Change every "first row names the columns" in the data below to "header row comes first" and leave all other text untouched.

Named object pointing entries
———
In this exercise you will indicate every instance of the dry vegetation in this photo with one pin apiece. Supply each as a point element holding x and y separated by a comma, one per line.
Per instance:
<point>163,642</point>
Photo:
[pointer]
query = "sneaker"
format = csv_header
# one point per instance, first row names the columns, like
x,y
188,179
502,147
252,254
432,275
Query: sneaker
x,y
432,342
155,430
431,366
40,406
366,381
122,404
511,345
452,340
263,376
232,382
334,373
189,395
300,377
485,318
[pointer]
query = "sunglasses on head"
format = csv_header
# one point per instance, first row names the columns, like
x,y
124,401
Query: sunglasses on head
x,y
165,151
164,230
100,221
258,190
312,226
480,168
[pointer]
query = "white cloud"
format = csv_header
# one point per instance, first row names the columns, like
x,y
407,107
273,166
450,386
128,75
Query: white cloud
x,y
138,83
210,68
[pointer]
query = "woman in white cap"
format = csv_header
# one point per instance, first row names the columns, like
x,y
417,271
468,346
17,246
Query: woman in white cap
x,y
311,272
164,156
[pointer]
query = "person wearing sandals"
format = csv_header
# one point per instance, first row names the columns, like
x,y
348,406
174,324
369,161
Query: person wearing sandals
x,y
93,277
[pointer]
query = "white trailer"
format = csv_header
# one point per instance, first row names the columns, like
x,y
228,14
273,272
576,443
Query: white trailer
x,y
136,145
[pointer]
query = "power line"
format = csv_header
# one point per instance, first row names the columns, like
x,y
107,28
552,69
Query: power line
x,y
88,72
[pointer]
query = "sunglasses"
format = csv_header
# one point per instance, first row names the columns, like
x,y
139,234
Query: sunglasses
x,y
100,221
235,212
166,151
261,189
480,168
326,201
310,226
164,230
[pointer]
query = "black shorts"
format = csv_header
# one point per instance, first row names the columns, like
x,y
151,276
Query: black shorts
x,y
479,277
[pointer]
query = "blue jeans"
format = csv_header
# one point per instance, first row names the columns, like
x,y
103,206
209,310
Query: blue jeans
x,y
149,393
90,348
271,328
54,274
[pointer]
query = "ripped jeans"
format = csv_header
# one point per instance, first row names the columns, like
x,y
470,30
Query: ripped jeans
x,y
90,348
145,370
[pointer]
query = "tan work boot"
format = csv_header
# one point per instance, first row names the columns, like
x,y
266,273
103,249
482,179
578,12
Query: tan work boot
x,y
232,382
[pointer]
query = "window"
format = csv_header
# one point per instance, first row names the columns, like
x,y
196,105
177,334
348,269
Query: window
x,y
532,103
———
Exercise response
In this exercise you will indicate every instance of the dry vegetation in this photo with one pin apiece. Supply each as a point element holding x and y separated by a comma, one per line.
Per instance:
<point>163,642</point>
Photo:
[pointer]
query = "sneaker"
format = csv_header
# one point per instance, header row comes first, like
x,y
188,179
502,147
252,254
432,275
Query: sneaker
x,y
432,342
155,430
431,366
40,406
366,381
122,404
511,345
452,340
263,376
232,382
334,373
189,395
300,377
485,318
[pointer]
query = "sunglasses on head"
format = csv_header
# one point per instance, header row comes first, like
x,y
124,401
Query: sunglasses on head
x,y
165,151
164,230
100,221
258,190
312,226
480,168
[pointer]
query = "white cloud"
format = csv_header
# one point per instance, header row comes first, like
x,y
407,107
273,166
450,386
128,75
Query: white cloud
x,y
138,83
210,68
[pointer]
query = "woman in white cap"
format = csv_header
# one point per instance, header row comes first, like
x,y
417,271
468,346
17,246
Query: woman in white cap
x,y
311,272
164,156
[pointer]
query = "person wearing sandals"
format = csv_header
# one point per instance, header row comes first, like
x,y
348,406
174,324
369,161
Query: person wearing sandals
x,y
93,277
[pointer]
query = "white trailer"
format = csv_header
# one point per instance, header row comes first, like
x,y
228,14
273,272
576,443
Query: white trailer
x,y
136,145
[pointer]
query = "power line"
format = csv_header
# one point per instance, header row comes first, like
x,y
107,28
552,69
Query: power line
x,y
88,72
[pointer]
query = "sunglasses"
format = csv_header
# one point per instance, header row comes first, like
x,y
139,234
Query: sunglasses
x,y
100,221
235,212
166,151
261,189
480,168
326,201
310,226
164,230
[pointer]
query = "black shorts"
format = csv_header
# one point per instance, header row comes first, like
x,y
151,276
Query: black shorts
x,y
479,277
[pointer]
query = "blue jeans"
format = csv_header
# one point per instance, header row comes first, like
x,y
103,206
209,310
Query: blue jeans
x,y
149,393
90,348
271,328
54,274
[pointer]
query = "ripped jeans"
format = csv_header
# one point per instance, header row comes first, like
x,y
470,30
Query: ripped jeans
x,y
90,348
145,370
[pointer]
query = "tan work boot"
format = csv_header
# one point per instance, header row comes first, like
x,y
266,273
103,249
482,179
578,12
Query: tan work boot
x,y
232,382
[pointer]
query = "window"
format = csv_header
# one point per instance, header row comes first, like
x,y
196,105
177,334
348,269
Query: window
x,y
532,103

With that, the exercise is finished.